Amplitude – The strength of a sound’s vibration measured in Decibels (dB). This
corresponds to the musical term Loudness (figure 4).

Harmonic Content – A sound is made up of simple vibrations at many different
frequencies (called harmonics) which give a sound its particular character. This
corresponds to the musical term timbre or tone color. A harmonic sound, such as a
vibrating string, is one in which the harmonics are mathematically related by what is
called the harmonic series. These sounds are typically pleasing to the ear and
generally the consecutive vibrations have the same characteristic shape or
waveform. An inharmonic sound, such as a crash cymbal, is one in which the
harmonics are not mathematically related. Their waveforms look chaotic. White
noise is an inharmonic sound that contains equal amounts of all frequencies. A
frequency spectrum is a graph of harmonics vs. their amplitude; a waveform is a
graph of the amplitude of a sound vs. time (figure 5).

In general, “synthesis” refers to the generation of sound through a group of
amplified circuits over which the programmer/performer has power to change
volume, pitch, timbre and articulation. The Minimoog Voyager is based on what is
called “subtractive synthesis”. This method of synthesis employs a harmonically rich
(think bright-sounding) source material, and then removes frequency components
to create the desired sound. The basic components of subtractive synthesis and
their definitions follow:

Oscillator: A circuit that electronically “vibrates”. When used as a sound source, an
oscillator is the electronic equivalent of a vibrating reed, or string. When amplified,
an oscillator produces a pitched sound whose frequency is determined by one or
more control voltages (see below for more info). Changes to these voltages
correspond to changes in pitch. An oscillator’s vibration can have different shapes
or waveforms, which are described below. The Voyager has three oscillators used
as sound sources.

Waveform: The shape of an oscillator’s vibration. This determines its timbre.

_JOBS_:
(a) In the passage on sound synthesis, how many oscillators does the Voyager use as sound sources?
(b) Copy out the passage on sound synthesis word for word, starting with "Oscillator: A circuit" and going on through "determines its timbre.".
(c) Write the next part of the passage on sound synthesis, picking up after its final sentence.

(Position annotation records)
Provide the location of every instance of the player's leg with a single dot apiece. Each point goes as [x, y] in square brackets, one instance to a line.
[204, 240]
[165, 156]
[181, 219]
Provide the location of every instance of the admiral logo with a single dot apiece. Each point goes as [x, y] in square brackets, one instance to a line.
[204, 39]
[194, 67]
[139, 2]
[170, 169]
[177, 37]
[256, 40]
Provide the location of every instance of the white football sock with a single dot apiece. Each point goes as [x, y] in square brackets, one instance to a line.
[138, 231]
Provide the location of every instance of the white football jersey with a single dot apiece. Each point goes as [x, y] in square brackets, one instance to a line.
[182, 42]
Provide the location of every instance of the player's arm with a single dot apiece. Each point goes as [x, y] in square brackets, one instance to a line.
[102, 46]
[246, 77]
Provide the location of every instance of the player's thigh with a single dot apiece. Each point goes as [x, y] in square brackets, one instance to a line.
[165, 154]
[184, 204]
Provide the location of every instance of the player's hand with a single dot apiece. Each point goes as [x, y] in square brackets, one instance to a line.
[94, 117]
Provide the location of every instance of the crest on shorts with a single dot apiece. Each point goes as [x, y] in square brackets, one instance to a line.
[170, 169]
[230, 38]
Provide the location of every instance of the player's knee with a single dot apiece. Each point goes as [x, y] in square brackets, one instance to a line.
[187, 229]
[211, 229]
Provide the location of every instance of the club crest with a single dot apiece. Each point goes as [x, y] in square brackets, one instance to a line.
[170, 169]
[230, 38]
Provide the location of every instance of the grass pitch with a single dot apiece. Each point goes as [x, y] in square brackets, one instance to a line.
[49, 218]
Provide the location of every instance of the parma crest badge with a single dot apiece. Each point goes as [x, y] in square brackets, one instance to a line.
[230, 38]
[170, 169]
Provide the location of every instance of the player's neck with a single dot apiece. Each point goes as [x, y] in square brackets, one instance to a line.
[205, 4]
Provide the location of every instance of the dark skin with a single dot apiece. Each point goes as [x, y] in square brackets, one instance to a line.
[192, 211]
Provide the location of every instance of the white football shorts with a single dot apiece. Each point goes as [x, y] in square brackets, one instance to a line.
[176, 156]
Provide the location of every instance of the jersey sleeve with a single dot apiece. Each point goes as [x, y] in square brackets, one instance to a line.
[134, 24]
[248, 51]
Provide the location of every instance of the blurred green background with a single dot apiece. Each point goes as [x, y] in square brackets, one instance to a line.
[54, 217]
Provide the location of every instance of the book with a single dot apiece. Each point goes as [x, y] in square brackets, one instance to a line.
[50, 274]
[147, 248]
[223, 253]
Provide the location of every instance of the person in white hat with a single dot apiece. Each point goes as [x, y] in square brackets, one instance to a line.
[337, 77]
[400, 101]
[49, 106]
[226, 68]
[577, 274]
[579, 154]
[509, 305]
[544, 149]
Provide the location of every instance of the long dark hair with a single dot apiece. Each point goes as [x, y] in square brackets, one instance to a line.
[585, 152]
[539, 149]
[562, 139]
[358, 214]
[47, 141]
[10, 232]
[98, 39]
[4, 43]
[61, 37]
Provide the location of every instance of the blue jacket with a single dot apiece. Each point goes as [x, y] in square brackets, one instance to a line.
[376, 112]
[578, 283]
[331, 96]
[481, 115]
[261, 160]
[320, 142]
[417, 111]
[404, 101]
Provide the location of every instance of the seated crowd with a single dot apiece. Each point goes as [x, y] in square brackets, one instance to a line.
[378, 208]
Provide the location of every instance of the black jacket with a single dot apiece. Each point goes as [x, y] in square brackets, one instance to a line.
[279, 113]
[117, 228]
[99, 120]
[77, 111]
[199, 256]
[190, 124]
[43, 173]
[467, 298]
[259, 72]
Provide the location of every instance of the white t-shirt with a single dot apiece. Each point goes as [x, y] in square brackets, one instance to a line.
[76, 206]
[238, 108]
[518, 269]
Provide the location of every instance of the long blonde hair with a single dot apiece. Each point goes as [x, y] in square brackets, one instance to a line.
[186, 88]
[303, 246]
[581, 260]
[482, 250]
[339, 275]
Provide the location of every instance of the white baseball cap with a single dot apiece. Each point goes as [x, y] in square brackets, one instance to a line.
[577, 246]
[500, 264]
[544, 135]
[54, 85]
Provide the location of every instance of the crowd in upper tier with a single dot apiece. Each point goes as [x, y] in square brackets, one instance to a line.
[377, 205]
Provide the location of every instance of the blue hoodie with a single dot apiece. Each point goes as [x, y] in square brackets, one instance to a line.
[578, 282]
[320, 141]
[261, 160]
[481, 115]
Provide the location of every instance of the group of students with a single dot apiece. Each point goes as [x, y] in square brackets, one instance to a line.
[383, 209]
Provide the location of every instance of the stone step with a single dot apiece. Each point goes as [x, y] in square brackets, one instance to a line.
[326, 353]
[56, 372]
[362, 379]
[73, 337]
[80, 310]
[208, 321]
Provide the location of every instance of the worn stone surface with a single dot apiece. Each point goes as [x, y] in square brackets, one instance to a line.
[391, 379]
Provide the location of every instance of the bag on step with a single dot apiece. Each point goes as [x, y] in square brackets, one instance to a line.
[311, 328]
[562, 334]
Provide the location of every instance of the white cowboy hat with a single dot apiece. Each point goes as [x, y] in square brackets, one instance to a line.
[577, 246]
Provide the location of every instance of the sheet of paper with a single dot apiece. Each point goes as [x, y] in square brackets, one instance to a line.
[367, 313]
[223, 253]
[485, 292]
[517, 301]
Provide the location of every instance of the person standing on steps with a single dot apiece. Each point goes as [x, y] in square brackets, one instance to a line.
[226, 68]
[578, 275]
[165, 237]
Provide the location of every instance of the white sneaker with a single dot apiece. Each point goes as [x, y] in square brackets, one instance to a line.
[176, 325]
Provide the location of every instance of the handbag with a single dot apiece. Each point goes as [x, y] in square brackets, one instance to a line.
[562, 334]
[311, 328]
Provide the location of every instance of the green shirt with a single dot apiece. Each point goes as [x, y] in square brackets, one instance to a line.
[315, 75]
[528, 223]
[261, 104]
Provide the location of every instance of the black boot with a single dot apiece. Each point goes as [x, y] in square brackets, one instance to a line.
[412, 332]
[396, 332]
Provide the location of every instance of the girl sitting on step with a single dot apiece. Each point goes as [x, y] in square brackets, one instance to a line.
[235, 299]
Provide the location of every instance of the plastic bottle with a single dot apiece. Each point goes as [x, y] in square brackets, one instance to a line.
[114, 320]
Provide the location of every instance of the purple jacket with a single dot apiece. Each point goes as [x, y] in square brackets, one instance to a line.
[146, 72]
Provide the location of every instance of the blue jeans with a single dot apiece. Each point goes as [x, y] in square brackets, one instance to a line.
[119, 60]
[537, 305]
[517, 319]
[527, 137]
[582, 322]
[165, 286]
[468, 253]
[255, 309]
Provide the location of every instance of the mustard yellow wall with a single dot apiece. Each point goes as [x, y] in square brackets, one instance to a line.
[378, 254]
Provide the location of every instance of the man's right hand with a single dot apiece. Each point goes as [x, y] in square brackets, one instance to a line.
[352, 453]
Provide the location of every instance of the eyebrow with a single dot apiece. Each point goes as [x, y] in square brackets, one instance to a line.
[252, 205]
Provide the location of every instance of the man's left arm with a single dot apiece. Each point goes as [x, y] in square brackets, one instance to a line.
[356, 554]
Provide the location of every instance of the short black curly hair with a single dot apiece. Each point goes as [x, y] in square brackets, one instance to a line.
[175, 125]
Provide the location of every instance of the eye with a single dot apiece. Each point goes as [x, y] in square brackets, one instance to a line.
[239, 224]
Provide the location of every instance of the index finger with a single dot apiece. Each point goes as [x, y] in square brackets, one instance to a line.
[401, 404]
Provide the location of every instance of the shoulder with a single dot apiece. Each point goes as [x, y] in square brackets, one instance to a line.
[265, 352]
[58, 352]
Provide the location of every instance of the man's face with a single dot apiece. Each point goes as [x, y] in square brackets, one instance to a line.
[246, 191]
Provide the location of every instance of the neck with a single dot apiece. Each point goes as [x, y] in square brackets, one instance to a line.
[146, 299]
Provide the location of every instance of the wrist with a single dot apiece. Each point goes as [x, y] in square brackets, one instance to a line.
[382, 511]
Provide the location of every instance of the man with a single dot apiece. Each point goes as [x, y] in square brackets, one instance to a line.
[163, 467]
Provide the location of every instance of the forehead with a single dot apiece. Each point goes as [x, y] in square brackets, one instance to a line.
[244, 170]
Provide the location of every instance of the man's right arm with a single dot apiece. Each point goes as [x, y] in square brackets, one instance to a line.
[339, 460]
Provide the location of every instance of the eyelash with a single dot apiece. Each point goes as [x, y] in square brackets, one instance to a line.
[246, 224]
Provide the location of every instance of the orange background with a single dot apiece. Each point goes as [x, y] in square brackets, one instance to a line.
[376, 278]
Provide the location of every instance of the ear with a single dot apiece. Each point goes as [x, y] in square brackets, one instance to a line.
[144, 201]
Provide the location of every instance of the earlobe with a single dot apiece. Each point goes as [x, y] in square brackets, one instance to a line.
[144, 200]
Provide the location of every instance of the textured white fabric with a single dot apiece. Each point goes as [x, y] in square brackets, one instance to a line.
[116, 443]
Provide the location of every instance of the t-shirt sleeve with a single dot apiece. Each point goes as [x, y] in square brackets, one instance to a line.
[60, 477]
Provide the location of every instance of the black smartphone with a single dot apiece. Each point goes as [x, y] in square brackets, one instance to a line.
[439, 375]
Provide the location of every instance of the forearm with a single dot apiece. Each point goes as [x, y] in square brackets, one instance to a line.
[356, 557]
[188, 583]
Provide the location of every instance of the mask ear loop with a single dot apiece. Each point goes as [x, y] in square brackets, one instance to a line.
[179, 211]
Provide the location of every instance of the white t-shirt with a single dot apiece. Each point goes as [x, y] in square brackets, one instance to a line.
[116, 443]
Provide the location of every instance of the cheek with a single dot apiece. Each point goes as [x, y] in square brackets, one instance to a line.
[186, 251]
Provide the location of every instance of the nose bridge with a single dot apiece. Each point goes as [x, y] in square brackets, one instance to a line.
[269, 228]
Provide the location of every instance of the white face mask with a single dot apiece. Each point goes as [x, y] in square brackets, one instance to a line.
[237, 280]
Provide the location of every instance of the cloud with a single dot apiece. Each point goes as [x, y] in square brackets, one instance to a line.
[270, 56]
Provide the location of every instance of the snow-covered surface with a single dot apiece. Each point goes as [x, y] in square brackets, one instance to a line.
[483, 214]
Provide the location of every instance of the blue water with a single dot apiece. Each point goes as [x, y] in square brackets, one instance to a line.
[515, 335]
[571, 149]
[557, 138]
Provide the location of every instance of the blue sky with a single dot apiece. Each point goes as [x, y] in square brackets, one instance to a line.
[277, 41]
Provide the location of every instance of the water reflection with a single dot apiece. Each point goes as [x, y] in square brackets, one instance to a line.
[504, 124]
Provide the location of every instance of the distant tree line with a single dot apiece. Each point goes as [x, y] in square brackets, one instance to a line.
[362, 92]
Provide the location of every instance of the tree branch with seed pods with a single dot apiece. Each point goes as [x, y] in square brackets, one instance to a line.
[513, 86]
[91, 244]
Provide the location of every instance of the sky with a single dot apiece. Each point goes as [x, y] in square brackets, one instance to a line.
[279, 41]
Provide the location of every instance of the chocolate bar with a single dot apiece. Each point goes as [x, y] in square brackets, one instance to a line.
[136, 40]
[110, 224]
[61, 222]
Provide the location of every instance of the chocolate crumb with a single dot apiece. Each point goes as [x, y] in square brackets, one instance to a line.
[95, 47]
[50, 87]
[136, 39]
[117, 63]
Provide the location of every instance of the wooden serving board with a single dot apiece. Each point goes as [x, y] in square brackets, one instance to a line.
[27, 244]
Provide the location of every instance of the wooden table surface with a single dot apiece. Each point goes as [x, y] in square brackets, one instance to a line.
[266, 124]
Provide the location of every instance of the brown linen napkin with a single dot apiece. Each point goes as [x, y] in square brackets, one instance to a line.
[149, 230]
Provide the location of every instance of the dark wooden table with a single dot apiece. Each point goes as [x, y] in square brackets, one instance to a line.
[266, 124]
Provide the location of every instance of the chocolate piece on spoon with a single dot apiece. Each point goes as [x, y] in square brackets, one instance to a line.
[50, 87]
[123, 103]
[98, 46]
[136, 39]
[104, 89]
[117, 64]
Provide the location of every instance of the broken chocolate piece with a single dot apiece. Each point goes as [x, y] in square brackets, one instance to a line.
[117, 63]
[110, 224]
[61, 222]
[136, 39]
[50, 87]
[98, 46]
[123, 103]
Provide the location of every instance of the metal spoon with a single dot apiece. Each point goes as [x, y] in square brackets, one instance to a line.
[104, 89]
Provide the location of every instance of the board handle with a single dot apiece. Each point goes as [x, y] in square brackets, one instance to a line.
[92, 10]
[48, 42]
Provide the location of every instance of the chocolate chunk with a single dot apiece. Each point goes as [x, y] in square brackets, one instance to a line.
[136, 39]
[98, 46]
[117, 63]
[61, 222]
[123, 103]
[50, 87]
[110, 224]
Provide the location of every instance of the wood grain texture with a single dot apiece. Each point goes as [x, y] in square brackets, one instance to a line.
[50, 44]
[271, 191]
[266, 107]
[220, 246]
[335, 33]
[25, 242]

_WRITTEN RESPONSES_:
(a) Three.

(b)
Oscillator: A circuit that electronically “vibrates”. When used as a sound source, an
oscillator is the electronic equivalent of a vibrating reed, or string. When amplified,
an oscillator produces a pitched sound whose frequency is determined by one or
more control voltages (see below for more info). Changes to these voltages
correspond to changes in pitch. An oscillator’s vibration can have different shapes
or waveforms, which are described below. The Voyager has three oscillators used
as sound sources.

Waveform: The shape of an oscillator’s vibration. This determines its timbre.

(c)
Commonly used waveforms in subtractive synthesis are sawtooth, triangle, square,
or rectangular. Different waveforms have different timbres. A sawtooth has the
greatest number of harmonics, and sounds bright and buzzy. A square wave has
only odd harmonics, and sounds bright, but hollow, like a clarinet. A rectangular
wave can vary in shape, but typically has a bright but thin sound, and a triangle
wave’s harmonics are so low in amplitude that it sounds muted and flutelike (figure

6).

Mixer: A circuit for combining multiple sound sources or signals. The Voyager’s Mixer
allows you to select and set the level for up to 5 different sound sources.

Filter: A circuit that removes some frequencies and allows other frequencies to pass
through the circuit.
A filter has a cutoff frequency that determines the point at which frequencies begin
to be removed.
A lowpass filter is one in which frequencies above the cutoff frequency are removed
and all frequencies below the cutoff are passed through.
A highpass filter is one in which frequencies below the cutoff frequency are
removed and frequencies above the cutoff are passed through.
A bandpass filter has two cutoff frequencies that define a frequency band, outside
of which the frequencies are removed (figure 7).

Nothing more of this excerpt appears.